[Saved entries]

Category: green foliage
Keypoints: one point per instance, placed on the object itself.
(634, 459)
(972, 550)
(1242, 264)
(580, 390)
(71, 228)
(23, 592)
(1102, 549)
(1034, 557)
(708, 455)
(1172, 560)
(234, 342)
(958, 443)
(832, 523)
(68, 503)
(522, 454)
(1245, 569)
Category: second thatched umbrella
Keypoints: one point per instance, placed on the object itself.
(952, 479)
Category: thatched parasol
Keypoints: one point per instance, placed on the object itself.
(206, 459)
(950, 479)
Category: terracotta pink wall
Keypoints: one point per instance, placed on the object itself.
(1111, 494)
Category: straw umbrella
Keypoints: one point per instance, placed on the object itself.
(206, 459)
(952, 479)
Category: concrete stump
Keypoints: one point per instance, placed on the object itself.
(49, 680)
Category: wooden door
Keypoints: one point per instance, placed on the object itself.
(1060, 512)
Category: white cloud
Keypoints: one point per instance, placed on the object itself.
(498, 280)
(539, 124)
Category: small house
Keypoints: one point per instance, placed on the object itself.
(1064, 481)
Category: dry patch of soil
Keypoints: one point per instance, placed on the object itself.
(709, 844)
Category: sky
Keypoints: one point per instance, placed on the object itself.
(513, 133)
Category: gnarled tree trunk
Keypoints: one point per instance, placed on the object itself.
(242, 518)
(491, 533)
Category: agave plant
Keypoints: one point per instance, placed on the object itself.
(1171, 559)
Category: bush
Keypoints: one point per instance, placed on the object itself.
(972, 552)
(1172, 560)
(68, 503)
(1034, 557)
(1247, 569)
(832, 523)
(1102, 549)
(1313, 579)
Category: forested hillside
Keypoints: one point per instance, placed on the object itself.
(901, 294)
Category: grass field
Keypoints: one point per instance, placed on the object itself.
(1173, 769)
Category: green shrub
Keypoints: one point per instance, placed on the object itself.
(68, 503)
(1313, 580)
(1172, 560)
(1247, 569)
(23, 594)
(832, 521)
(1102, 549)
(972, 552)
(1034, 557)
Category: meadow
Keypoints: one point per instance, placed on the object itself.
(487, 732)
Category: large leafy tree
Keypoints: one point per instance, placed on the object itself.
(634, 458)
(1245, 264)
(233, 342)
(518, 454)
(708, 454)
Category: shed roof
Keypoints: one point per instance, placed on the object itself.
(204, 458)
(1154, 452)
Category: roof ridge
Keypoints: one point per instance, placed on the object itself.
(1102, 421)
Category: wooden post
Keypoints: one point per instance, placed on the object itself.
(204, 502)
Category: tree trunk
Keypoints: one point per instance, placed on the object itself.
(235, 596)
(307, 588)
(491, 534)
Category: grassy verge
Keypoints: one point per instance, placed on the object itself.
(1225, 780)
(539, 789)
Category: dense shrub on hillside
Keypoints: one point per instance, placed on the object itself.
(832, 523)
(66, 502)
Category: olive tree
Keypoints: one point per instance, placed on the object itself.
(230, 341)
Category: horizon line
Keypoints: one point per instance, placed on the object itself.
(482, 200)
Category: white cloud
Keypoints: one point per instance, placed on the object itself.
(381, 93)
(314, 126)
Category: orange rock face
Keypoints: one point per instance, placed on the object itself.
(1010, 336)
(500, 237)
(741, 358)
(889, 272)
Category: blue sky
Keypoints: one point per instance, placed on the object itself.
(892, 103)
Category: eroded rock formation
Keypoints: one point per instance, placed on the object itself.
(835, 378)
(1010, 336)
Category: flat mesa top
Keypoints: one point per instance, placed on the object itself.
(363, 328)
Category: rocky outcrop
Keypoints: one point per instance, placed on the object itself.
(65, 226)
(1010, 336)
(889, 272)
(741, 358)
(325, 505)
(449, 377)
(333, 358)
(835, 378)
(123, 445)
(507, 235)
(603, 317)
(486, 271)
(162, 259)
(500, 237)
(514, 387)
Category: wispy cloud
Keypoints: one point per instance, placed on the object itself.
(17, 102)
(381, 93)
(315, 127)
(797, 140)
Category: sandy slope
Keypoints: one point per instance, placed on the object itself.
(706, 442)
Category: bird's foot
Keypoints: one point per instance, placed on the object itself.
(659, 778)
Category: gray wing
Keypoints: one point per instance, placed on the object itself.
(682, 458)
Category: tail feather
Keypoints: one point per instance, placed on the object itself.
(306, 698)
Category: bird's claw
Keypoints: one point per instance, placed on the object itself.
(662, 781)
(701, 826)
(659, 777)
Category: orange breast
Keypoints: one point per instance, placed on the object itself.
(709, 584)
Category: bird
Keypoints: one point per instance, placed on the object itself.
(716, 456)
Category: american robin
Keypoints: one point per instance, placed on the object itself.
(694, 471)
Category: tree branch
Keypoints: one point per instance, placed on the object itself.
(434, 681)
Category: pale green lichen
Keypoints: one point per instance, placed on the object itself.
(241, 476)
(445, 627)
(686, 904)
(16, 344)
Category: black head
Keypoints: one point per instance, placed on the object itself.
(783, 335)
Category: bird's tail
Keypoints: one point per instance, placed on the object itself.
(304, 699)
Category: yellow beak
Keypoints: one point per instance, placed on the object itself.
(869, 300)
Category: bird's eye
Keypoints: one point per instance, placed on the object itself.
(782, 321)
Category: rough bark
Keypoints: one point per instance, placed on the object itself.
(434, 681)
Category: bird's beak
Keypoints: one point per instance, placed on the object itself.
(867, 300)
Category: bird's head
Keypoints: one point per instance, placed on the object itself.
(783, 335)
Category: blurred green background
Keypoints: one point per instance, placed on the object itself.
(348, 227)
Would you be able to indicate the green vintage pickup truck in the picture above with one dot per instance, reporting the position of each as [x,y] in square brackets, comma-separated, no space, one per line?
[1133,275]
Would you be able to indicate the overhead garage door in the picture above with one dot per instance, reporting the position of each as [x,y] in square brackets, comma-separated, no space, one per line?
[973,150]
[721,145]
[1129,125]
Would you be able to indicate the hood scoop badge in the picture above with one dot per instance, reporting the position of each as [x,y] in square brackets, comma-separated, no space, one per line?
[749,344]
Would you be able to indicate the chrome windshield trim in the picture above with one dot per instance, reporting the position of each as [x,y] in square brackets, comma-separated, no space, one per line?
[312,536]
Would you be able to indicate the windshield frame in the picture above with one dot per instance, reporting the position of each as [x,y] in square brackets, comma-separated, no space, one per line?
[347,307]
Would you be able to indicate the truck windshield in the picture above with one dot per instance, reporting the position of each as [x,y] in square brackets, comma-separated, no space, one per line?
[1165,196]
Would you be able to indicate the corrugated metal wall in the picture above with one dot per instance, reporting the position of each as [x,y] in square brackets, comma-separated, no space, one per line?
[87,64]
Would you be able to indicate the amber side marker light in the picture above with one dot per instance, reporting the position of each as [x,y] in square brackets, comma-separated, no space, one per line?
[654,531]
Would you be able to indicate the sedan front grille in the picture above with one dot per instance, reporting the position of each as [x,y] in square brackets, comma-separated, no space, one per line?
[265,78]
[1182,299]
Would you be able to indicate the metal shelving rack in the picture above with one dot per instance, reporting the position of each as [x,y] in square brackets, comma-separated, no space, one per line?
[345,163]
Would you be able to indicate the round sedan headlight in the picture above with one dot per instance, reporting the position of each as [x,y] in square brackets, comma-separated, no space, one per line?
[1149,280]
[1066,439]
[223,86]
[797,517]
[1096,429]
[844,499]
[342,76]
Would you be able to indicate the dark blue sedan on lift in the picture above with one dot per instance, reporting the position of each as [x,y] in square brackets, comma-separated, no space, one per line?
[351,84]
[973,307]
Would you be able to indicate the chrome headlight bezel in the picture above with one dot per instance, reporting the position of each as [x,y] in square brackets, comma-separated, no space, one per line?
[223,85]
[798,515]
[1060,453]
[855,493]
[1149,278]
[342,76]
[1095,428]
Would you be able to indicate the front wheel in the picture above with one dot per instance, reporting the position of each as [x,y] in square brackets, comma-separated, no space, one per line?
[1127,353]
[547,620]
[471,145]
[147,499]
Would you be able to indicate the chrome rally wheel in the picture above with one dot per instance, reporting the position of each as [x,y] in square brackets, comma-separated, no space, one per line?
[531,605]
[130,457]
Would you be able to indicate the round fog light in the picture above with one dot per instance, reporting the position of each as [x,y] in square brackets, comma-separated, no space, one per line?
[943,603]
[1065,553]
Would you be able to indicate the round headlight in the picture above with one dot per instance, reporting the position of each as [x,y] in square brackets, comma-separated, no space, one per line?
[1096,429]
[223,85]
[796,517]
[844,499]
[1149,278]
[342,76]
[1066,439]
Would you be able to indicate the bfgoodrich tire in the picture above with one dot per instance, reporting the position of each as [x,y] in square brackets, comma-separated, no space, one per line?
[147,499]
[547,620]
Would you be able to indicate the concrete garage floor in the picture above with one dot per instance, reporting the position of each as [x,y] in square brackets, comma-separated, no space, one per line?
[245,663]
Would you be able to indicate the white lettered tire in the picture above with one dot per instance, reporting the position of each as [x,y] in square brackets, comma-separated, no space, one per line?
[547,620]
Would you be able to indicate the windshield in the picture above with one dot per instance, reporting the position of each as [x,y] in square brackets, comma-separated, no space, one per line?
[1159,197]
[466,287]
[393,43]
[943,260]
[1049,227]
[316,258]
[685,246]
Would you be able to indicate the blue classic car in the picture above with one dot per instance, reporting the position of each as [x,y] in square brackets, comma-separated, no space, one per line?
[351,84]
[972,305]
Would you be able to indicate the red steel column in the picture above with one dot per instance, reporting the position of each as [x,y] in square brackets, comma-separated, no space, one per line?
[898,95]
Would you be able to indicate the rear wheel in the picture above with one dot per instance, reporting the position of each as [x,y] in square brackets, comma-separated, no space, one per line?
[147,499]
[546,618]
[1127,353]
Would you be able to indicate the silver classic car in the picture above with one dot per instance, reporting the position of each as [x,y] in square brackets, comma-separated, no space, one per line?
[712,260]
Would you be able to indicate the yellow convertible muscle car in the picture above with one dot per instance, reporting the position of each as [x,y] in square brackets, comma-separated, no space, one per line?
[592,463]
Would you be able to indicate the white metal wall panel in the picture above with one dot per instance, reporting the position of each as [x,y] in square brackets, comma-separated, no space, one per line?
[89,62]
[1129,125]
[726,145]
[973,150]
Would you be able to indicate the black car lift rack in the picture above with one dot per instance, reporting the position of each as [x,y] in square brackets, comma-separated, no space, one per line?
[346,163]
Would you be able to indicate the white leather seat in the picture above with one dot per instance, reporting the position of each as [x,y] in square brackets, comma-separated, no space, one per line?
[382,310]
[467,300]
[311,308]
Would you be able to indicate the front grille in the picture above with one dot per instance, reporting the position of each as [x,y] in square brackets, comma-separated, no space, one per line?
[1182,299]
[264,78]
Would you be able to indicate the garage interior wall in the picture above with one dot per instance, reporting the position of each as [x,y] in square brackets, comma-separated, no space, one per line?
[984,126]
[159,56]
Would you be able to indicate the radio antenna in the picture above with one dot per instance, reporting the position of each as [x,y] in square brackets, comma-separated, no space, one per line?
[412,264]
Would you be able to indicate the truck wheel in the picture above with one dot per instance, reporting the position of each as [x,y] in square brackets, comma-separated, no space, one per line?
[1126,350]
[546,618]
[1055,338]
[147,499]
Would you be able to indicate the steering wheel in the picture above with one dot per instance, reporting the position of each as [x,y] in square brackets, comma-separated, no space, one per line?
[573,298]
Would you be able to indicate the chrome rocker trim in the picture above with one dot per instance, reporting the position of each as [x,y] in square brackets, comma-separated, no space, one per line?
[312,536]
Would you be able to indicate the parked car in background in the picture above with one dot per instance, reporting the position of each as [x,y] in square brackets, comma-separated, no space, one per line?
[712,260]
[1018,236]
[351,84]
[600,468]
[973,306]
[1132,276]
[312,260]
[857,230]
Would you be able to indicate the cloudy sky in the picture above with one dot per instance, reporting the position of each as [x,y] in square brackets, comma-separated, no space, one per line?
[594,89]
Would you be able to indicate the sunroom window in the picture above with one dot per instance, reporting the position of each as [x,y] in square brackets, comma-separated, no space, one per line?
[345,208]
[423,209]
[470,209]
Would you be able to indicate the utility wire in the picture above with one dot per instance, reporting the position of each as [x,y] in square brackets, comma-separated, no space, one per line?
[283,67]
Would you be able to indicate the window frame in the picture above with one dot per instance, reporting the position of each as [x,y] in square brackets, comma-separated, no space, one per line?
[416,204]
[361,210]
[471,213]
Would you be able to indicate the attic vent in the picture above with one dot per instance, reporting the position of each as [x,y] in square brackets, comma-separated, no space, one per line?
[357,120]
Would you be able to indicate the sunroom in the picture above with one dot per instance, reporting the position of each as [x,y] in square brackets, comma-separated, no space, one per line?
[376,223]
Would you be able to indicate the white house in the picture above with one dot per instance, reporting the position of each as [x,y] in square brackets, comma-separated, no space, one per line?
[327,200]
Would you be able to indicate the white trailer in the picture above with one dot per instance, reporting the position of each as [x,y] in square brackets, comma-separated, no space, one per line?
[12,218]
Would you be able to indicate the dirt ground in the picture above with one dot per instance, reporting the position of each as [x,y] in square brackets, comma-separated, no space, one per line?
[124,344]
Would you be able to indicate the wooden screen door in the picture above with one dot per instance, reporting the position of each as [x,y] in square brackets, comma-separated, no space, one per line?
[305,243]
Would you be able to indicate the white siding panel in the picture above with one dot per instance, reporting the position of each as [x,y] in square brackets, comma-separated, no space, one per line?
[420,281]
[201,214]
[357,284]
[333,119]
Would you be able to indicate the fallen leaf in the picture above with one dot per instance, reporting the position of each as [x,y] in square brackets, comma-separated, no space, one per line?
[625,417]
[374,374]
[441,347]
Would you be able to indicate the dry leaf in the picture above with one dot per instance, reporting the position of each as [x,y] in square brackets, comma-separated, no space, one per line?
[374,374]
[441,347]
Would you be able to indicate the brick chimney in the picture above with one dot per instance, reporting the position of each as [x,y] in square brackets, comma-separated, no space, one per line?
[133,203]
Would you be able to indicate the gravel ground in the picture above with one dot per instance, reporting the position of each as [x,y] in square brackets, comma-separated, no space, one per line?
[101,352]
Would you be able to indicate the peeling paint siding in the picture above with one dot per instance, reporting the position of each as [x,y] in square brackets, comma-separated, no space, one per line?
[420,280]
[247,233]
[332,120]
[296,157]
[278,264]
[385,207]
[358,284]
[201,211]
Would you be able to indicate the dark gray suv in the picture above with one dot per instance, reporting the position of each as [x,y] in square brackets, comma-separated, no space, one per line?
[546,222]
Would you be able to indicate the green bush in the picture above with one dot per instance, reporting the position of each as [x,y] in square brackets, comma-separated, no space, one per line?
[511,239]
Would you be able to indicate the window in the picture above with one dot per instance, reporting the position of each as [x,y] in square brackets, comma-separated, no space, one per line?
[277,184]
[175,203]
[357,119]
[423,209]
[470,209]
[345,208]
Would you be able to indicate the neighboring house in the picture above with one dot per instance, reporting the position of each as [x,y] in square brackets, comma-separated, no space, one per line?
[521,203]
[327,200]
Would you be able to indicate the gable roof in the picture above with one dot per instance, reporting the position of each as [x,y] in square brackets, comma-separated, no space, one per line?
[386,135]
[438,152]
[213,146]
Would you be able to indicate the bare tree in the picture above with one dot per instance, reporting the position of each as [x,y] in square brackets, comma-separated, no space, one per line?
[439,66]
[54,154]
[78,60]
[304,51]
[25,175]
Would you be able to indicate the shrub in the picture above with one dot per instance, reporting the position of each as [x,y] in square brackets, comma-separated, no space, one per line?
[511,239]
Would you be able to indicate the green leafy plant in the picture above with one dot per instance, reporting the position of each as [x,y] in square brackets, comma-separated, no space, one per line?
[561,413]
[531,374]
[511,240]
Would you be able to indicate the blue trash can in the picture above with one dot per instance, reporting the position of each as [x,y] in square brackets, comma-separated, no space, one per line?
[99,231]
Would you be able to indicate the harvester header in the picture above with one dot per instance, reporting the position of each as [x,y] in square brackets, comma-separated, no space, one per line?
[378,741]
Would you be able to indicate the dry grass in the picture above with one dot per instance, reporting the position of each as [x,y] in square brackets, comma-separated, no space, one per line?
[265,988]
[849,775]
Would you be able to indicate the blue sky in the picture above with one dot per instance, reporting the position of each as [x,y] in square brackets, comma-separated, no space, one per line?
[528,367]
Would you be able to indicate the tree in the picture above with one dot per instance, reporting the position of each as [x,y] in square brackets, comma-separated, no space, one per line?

■ Aim of the task ■
Only the lines above starting at the line that holds "Category: orange rock face" and ending at the line that holds "Category: rocky outcrop" are to be repeated, exactly and in full.

■ Written solution ■
Category: orange rock face
Keypoints: one point per instance, placed on the object itself.
(1010, 336)
(500, 237)
(741, 358)
(889, 272)
Category: blue sky
Keypoints: one point per instance, placed on the object itself.
(892, 103)
Category: eroded rock formation
Keypoints: one point per instance, placed on the object itself.
(835, 378)
(1010, 336)
Category: flat mesa top
Keypoints: one point per instance, placed on the object itself.
(363, 328)
Category: rocky outcrop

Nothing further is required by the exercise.